Filing a Final Income Tax Return After the Death of a Loved One

September 3, 2020

When someone passes away during the most recent tax year, the person named as executor in the will (or if there is no will, the administrator of the estate appointed by the court) is responsible for filing all necessary income, estate and gift tax returns in the decedent's name.

The executor determines what income was received by the decedent prior to the date of death and that income will need to be reported on a personal income tax return (Form 1040). Write the word “deceased” across the top of this tax return along with the decedent’s name and date of death. This personal return should be filed by the same due date that it would normally be due if the person were still alive.

Any income over $600 received by the decedent after passing away will need to be reported on the tax return for the estate (Form 1041). To begin creating the estate tax return, the executor must first apply for an employer identification number that will be used to reference all tax documents relating to the decedent's estate. The EIN is only used to file a final tax return for the estate of the person who passed away and should not be used to file returns or make payments for any year prior to the year when the person died.

A few finer points to keep in mind:

  • The final tax return can include any tax credit the person would have been eligible to receive prior to their passing.
  • If you are itemizing deductions keep in mind that only those medical expenses that were paid for while the person was still living can be deducted from the income. The medical expenses that have not been paid become liabilities of the estate and will be outlined on the federal estate return.
  • Once the executor files the final return the executor can also fill out Form 5495 (Request for Discharge from Personal Liability) to cut down on personal financial risk. This form notes that the executor will not be responsible for paying any additional taxes levied against the decedent's estate within nine months after this request.

- EXERCISE INSTRUCTIONS -
• 1. According to the text on filing a final tax return after a death, what income received by the decedent after death has to be reported on the estate's Form 1041?
• 2. From the final tax return text, print the passage that begins at the words "Filing a Final" and stops after "were still alive.".

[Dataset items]
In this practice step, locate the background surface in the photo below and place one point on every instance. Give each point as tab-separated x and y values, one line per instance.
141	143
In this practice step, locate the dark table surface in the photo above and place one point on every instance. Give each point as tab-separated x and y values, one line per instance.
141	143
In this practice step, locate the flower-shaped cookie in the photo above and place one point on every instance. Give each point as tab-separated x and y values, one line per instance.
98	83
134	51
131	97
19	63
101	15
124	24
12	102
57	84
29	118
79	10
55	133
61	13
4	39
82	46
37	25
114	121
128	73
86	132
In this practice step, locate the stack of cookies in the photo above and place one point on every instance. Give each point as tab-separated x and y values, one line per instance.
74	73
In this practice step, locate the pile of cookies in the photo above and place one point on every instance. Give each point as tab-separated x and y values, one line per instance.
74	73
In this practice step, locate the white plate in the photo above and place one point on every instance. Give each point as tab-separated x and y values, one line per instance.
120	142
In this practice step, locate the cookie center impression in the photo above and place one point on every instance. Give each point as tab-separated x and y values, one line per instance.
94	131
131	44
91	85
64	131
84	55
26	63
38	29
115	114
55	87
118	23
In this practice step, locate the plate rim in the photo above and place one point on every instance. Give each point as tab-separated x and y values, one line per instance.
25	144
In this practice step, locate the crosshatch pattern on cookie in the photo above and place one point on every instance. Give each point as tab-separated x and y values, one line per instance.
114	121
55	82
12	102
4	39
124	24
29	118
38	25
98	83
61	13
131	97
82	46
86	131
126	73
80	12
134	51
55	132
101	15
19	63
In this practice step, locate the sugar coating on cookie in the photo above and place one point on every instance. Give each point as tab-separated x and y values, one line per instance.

- RESPONSES IN ORDER -
• 1. Any income over $600.

• 2.
Filing a Final Income Tax Return After the Death of a Loved One

September 3, 2020

When someone passes away during the most recent tax year, the person named as executor in the will (or if there is no will, the administrator of the estate appointed by the court) is responsible for filing all necessary income, estate and gift tax returns in the decedent's name.

The executor determines what income was received by the decedent prior to the date of death and that income will need to be reported on a personal income tax return (Form 1040). Write the word “deceased” across the top of this tax return along with the decedent’s name and date of death. This personal return should be filed by the same due date that it would normally be due if the person were still alive.